## START Material for the task

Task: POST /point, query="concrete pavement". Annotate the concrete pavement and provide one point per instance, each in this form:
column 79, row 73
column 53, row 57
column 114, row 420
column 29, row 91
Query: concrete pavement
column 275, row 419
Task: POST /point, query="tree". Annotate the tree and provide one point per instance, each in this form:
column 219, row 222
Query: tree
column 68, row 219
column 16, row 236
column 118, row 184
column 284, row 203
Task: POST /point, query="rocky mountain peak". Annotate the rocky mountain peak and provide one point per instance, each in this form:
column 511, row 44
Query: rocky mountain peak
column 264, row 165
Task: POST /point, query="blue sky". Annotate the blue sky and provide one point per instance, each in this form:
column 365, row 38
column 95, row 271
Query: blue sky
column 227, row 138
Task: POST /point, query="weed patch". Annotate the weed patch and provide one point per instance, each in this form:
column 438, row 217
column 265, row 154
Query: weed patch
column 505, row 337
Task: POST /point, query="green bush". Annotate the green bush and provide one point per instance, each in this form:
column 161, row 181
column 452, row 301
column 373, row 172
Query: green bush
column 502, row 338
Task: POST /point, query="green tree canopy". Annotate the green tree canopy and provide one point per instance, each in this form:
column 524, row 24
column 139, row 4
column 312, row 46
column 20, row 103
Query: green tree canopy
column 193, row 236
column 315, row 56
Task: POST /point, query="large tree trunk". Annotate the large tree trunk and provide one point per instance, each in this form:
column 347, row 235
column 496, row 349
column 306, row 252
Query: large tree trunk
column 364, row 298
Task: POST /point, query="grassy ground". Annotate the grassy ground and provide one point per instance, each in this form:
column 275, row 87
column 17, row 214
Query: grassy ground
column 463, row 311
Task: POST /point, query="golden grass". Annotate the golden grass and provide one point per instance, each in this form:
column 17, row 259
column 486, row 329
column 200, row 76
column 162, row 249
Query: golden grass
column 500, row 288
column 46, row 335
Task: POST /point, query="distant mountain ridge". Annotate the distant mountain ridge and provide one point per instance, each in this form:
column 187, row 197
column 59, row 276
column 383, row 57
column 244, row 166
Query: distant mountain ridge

## END Material for the task

**What the task requires**
Lay out every line of the records above as a JSON list of strings, one string per line, and omit any blank lines.

**Answer to this task**
[
  "Task: POST /point, query=\"concrete pavement\". Annotate the concrete pavement and provide one point per instance, each in this form:",
  "column 79, row 73",
  "column 53, row 57",
  "column 114, row 420",
  "column 29, row 91",
  "Query: concrete pavement",
  "column 275, row 419",
  "Task: POST /point, query=\"tree\". Annotate the tree and provide one point per instance, each in this form:",
  "column 219, row 222",
  "Query: tree",
  "column 68, row 219",
  "column 16, row 236",
  "column 118, row 184",
  "column 284, row 203",
  "Task: POST /point, query=\"rocky mountain peak\". Annotate the rocky mountain peak and provide one point per instance, each in this form:",
  "column 511, row 44",
  "Query: rocky mountain peak",
  "column 264, row 165",
  "Task: POST /point, query=\"blue sky\". Annotate the blue sky and provide one point per instance, each in this form:",
  "column 365, row 38",
  "column 95, row 271",
  "Query: blue sky",
  "column 227, row 138",
  "Task: POST /point, query=\"weed patch\". Annotate the weed patch and provide one point per instance, each in this form:",
  "column 438, row 217",
  "column 265, row 154",
  "Query: weed patch",
  "column 505, row 337",
  "Task: POST /point, query=\"green bush\". Annotate the green bush and provide one point per instance, each in this form:",
  "column 161, row 181",
  "column 452, row 301",
  "column 373, row 172",
  "Query: green bush",
  "column 502, row 338",
  "Task: POST /point, query=\"green tree canopy\". Annotate the green tree canopy and provide one point per instance, each in this form:",
  "column 524, row 24",
  "column 139, row 4",
  "column 312, row 46",
  "column 20, row 103",
  "Query: green tree canopy",
  "column 193, row 236",
  "column 315, row 56",
  "Task: POST /point, query=\"large tree trunk\". Annotate the large tree trunk and provide one point per instance, each in this form:",
  "column 347, row 235",
  "column 496, row 349",
  "column 306, row 252",
  "Query: large tree trunk",
  "column 364, row 298",
  "Task: POST /point, query=\"grassy ground\". Annotate the grassy ground and provide one point per instance, each in this form:",
  "column 275, row 87",
  "column 17, row 214",
  "Query: grassy ground",
  "column 463, row 311",
  "Task: POST /point, query=\"golden grass\". Annotate the golden grass and provide one point per instance, each in this form:",
  "column 17, row 259",
  "column 486, row 329",
  "column 200, row 76",
  "column 162, row 249",
  "Query: golden grass",
  "column 500, row 288",
  "column 46, row 335",
  "Task: POST /point, query=\"distant mountain ridge\". Annotate the distant mountain ridge and provide one point per instance, each in this form:",
  "column 187, row 197",
  "column 59, row 276",
  "column 383, row 57",
  "column 244, row 166",
  "Query: distant mountain ridge"
]